Textauszug
-.-.-

Einen klaren Handlungsbogen, der alles miteinander verbindet, sucht man vergebens. Es gibt viel Karl May und viel Krieg – und einen Autor, der es liebt, die Gegensätze und die historischen Epochen hart zu kontrastieren. Eine der Hauptpersonen ist ein Cowboy genannter Jugoslawe, der in den 40er Jahren Titos Partisanenbewegung aktiv war und sich am Ende des Jahrhunderts, nach der Auflösung Jugoslawiens, als Verfasser von Groschenromanen im Westen Deutschlands verdingt.

Weniger historisch, sondern explizit politisch wird es, wenn Clemens Meyer brennende Flüchtlingsheime in der Nachwendezeit oder rechte Netzwerke beschreibt, deren Mitglieder sich in die Schützengraben des Balkans der neunziger Jahre stürzen. Was also hält die Jahrzehnte und die Schauplätze zusammen? In einer Episode wurde Georg, ein junger Mann und Mitläufer bei den Neonazis in der DDR, von einer rechtsextremen Gruppe verprügelt:

"Die Stimme ist näher an Georgs verschwollenem Gesicht, er will wegkriechen, kann sich aber nicht rühren, so haben sie ihn geschlagen, seine Augen sind geschlossen, er kriegt sie nicht auf. Durch die Lider hindurch sieht er die Schemen der drei Gestalten, die er im Lager Buchenwald getroffen hat. Er versteht nicht, wie es möglich ist, dass drei Jugendliche in SA-Uniform durch das Lager marschieren, während einige Barackengänge weiter Pioniere, FDJ'ler, Pionierleiter, Parteisekretäre... Die Grausamkeit wandert durch die Zeit. Im Fieber verschieben sich die Träume."

-.-.-

Einer Sammlung entnommene Zeilen:

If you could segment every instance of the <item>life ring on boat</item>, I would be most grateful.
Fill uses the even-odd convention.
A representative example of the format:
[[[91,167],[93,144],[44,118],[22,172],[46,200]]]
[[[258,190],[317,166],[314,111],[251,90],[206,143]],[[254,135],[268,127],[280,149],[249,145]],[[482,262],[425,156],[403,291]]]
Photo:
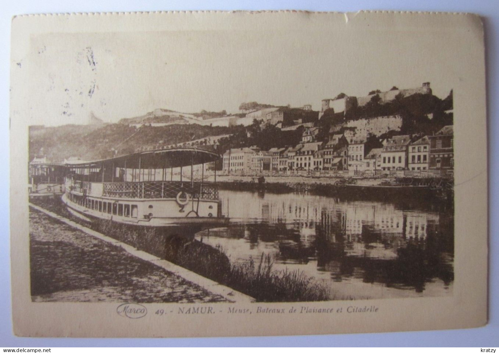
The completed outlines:
[[[182,199],[182,194],[185,194],[185,198]],[[181,206],[185,206],[191,200],[191,196],[185,191],[180,191],[177,194],[177,203]]]

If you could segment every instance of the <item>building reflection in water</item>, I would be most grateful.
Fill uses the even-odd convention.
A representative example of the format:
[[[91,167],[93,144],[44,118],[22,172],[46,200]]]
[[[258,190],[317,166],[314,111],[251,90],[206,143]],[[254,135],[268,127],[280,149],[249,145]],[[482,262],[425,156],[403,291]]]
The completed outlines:
[[[384,296],[371,293],[369,285],[392,289],[396,294],[390,296],[422,295],[429,286],[432,295],[450,294],[452,209],[419,200],[387,203],[297,193],[221,190],[221,196],[225,213],[237,223],[198,236],[221,245],[232,261],[269,253],[274,268],[303,270],[335,289],[354,284],[366,297]]]

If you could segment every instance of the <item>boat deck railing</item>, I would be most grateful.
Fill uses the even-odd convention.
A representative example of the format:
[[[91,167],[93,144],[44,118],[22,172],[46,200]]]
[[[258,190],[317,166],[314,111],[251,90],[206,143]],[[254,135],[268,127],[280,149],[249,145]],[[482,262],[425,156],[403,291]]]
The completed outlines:
[[[218,188],[213,184],[190,181],[118,181],[102,183],[102,196],[119,198],[175,198],[179,192],[193,199],[218,200]],[[74,180],[72,189],[89,194],[92,182]]]

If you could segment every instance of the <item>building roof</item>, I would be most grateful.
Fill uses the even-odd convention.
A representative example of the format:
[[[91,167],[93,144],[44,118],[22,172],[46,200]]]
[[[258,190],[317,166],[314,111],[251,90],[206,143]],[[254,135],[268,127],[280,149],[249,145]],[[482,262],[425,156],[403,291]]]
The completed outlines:
[[[385,146],[405,146],[411,143],[411,136],[408,135],[400,135],[397,136],[393,136],[391,139],[388,140]]]
[[[359,138],[357,139],[350,139],[350,142],[349,145],[360,145],[361,144],[365,144],[367,142],[367,140],[363,138]]]
[[[29,162],[29,164],[45,164],[46,163],[50,163],[50,162],[47,160],[46,157],[41,157],[39,158],[35,157],[33,159],[32,161]]]
[[[454,126],[447,125],[439,130],[435,135],[454,135]]]
[[[322,142],[309,142],[303,145],[301,151],[317,151],[322,144]]]
[[[322,158],[324,156],[324,150],[319,150],[313,154],[313,156],[315,158]]]
[[[374,158],[377,156],[380,156],[382,152],[383,152],[382,148],[373,148],[366,155],[366,158],[368,159]]]
[[[228,151],[229,152],[229,151]],[[254,151],[249,147],[243,147],[242,148],[231,148],[231,153],[253,153]],[[227,153],[227,152],[226,152]]]
[[[303,145],[301,144],[298,144],[294,147],[290,147],[289,149],[287,150],[288,152],[296,152],[297,151],[299,151],[301,149],[301,148],[303,147]]]
[[[414,141],[411,145],[429,145],[430,140],[428,140],[428,136],[423,136],[419,140]]]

-.-.-

Aufgabe
Zählen Sie aus dem Zitat im Textauszug oben sämtliche Gruppen auf, die unmittelbar nach den Worten „einige Barackengänge weiter“ genannt werden.

Erledigte Aufgabe
Pioniere, FDJ'ler, Pionierleiter, Parteisekretäre